----- Document text -----

Sheepish Productions are Edinburgh Fringe virgins, something exposed by what the pitch then says:

“Unfortunately, as we have discovered in the last few months, taking a play to the Edinburgh Fringe is far from inexpensive. If we reach our target sum of just over £1,250 it should cover the cost of hiring the venue, registering with the Edinburgh Fringe Society and the majority of our publicity materials (i.e. flyers, posters and some very natty polo shirts). We’ve already had some great reviews and a Buxton Fringe award nomination for New Writing, so please help us on the road to Edinburgh and, in turn, help us raise awareness!”

If they can cover all the costs of staging a play at the Edinburgh Fringe for only £1,250, they should be running the country.

Jeremy Fletcher, aka Sheepish Productions, tells me: “Our crowdfunding attempts are making slow progress at present, but it is still early days. Hopefully, we’ve priced things reasonably given what is on offer.”

What is on offer are rewards for pledges which range from £10 – for which you get a credit in the programme and “a super stylish signed poster of the show” – to the £750 Hank Marvin option. This got me quite excited at the thought that the legendary guitarist had been got on board, but it turned out to be the rather more prosaic pitch:

It won Buxton New Writer Award

You too could have this in your home…

“How large is your living room? For the divine sum of £750 we’ll come and perform the entire play (complete with our own lighting and sound system and the chaps that come with them) at a mutually convenient time and date. Although you have to live within a reasonable travelling distance (i.e. a couple of hours) of Sheffield or be willing to attend a venue that we hire!”

Jeremy Fletcher told me yesterday: “I have Tweeted Richard Branson to see if he fancied this, but I guess he must have been otherwise engaged.

“Our theatre company was formed last year ahead of the Buxton Fringe,” he continued. “It followed a Belgian beer induced conversation between Gareth Watkins and me about him having a life-long ambition to act and, coincidentally, me having a life-long ambition to write for theatre. Amongst other things, Gareth has been a Deputy District Judge and a long term resident of Cressbrook in Derbyshire.

----- Given information -----

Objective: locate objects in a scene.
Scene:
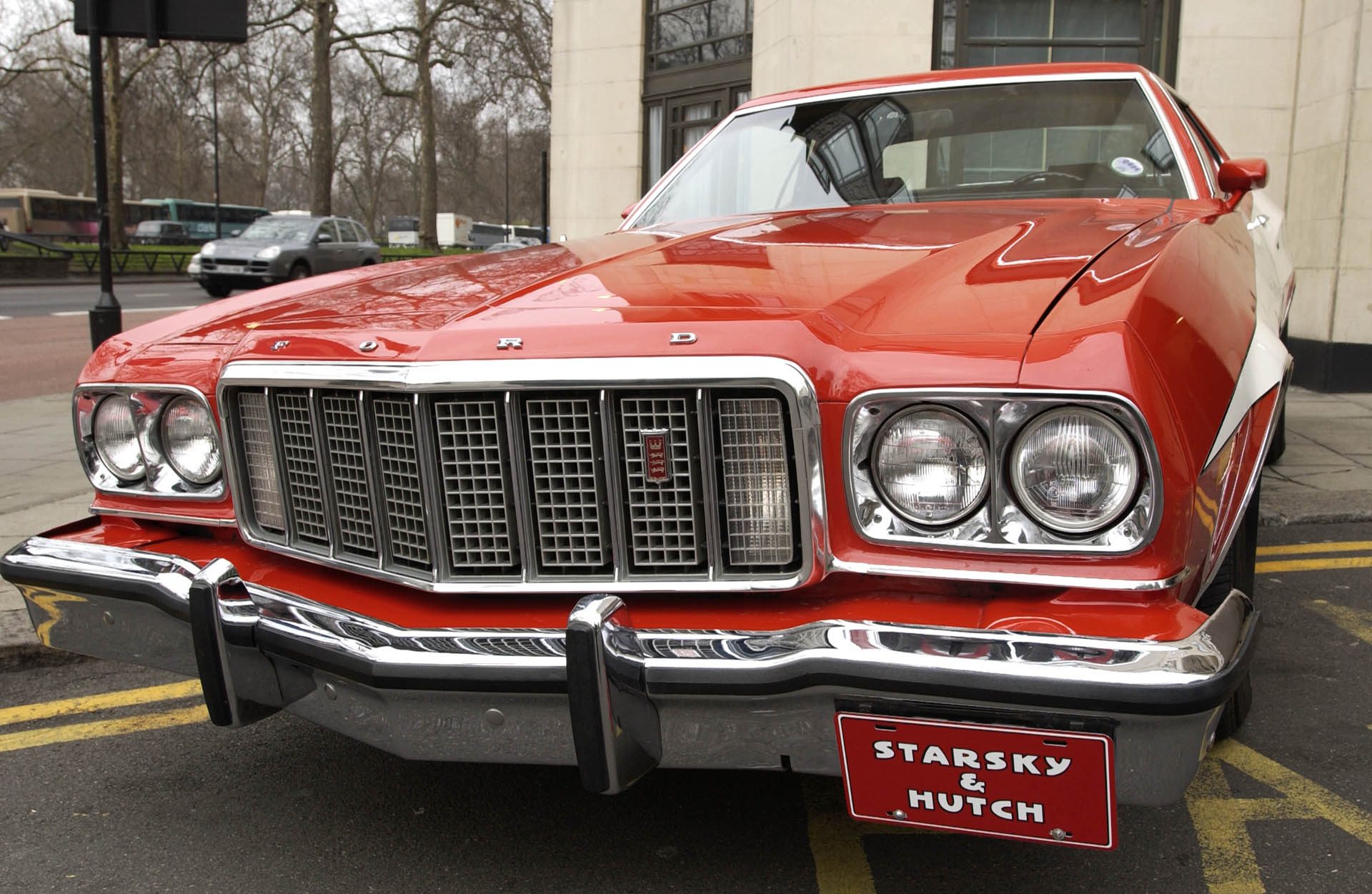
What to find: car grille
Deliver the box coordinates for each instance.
[221,384,808,590]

-----

Your task: Please output the stretch of the Sheepish Productions article from "You too could" through "been otherwise engaged.", copied word for word.

Answer below:
You too could have this in your home…

“How large is your living room? For the divine sum of £750 we’ll come and perform the entire play (complete with our own lighting and sound system and the chaps that come with them) at a mutually convenient time and date. Although you have to live within a reasonable travelling distance (i.e. a couple of hours) of Sheffield or be willing to attend a venue that we hire!”

Jeremy Fletcher told me yesterday: “I have Tweeted Richard Branson to see if he fancied this, but I guess he must have been otherwise engaged.